* **What the task requires**
Return each line of the records below that contains the word "back". Treat the match as case-sensitive.

--- START OF Data supplied ---

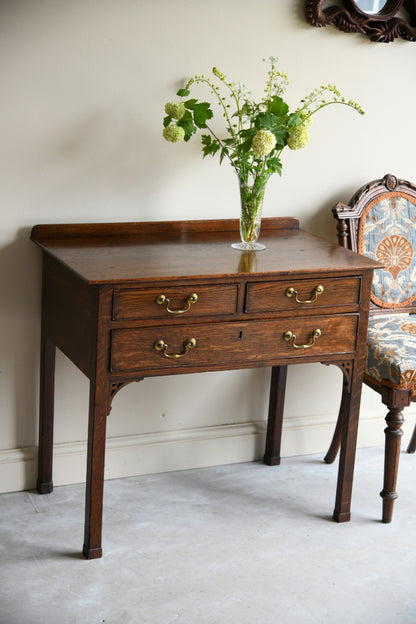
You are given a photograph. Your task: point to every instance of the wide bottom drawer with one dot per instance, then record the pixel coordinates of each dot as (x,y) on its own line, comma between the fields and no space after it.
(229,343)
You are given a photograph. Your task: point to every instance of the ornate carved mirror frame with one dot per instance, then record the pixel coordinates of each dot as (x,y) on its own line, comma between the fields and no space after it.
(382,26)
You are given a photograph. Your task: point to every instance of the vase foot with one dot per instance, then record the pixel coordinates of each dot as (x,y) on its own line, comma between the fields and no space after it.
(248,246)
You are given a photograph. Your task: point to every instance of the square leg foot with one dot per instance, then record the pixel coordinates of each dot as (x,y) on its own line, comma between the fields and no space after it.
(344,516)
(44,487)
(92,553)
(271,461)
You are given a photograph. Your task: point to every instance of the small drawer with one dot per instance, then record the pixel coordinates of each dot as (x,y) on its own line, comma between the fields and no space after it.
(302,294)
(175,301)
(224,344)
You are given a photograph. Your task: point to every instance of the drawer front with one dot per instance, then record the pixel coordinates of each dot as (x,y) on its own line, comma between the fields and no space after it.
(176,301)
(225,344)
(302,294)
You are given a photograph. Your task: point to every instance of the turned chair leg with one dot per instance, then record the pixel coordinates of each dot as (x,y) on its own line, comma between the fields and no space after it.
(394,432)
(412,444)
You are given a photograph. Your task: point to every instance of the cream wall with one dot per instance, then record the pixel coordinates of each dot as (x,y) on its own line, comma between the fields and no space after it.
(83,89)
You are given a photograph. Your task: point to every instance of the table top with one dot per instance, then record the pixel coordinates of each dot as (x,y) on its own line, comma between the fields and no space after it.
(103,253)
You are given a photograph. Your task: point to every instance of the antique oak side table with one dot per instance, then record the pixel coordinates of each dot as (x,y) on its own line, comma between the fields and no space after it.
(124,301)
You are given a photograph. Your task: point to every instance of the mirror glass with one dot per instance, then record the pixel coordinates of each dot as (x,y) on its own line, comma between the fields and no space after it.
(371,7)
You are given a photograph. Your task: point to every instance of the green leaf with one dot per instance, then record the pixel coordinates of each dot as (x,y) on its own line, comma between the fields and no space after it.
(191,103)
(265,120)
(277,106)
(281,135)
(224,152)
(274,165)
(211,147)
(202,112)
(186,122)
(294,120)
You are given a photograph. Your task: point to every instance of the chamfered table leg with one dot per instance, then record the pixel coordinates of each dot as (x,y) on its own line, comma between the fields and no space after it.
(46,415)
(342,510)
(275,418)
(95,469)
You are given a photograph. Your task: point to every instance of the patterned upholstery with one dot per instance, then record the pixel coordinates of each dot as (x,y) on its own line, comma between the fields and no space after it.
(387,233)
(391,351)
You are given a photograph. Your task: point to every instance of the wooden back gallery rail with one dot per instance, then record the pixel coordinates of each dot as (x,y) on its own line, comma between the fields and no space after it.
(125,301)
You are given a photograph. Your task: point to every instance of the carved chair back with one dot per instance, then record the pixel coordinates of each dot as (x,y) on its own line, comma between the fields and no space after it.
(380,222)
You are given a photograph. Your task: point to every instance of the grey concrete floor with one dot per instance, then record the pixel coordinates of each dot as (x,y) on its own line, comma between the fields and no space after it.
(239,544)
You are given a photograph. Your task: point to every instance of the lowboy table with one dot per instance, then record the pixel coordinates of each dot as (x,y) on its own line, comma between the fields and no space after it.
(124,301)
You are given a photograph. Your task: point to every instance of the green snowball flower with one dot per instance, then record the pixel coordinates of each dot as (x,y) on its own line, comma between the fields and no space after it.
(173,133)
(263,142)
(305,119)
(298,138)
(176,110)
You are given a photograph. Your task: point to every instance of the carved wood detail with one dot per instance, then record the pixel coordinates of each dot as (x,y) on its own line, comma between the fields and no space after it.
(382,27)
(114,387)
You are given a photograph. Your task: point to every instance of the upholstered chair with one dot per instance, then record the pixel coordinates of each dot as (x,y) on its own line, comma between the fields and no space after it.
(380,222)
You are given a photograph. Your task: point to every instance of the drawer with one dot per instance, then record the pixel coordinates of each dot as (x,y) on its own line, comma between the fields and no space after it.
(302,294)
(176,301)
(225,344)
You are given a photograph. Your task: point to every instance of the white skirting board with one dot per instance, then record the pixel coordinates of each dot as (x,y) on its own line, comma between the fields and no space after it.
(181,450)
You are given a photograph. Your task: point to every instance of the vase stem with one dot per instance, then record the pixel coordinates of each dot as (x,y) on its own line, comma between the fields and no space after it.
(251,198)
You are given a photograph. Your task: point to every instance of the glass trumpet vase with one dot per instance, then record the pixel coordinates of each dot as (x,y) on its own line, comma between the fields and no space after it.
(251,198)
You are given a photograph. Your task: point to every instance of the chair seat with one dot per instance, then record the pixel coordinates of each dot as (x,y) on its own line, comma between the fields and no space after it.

--- END OF Data supplied ---
--- START OF Data supplied ---

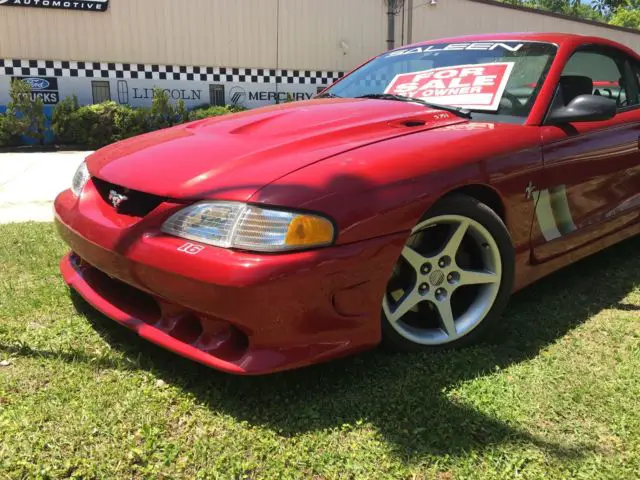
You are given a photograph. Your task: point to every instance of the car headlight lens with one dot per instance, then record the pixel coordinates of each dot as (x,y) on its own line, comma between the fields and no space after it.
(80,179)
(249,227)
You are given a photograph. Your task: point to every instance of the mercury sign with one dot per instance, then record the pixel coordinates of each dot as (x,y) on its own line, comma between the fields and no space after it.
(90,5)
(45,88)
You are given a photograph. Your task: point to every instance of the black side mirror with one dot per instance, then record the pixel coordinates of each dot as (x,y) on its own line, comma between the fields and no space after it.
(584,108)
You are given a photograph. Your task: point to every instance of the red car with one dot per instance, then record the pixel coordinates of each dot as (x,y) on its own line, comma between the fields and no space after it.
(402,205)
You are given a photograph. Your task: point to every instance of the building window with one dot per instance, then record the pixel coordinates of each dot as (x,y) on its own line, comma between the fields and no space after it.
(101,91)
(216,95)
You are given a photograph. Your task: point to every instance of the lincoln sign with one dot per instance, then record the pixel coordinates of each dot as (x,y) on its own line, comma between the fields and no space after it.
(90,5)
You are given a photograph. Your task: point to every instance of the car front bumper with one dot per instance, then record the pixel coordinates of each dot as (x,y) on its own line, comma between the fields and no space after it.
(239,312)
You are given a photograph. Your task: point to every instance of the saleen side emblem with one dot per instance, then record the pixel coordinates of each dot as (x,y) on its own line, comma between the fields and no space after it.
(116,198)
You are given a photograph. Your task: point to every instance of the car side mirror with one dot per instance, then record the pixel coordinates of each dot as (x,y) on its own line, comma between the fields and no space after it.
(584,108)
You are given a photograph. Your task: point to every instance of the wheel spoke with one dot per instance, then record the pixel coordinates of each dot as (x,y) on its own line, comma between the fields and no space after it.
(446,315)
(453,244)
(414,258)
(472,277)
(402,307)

--- END OF Data supplied ---

* **Written reply**
You are given a photograph. Your task: point to every instance of the wooden back gallery rail with one dot per instance, then record the pixel coordinates of each dot as (x,y) on its own line, comma between the fields and no space after it.
You are given a photograph. Your task: point to every instance of the carved chair back with one dot per instance, then record the pixel coordinates of each dot as (x,y) on its own line, comma between the fields and no space after it.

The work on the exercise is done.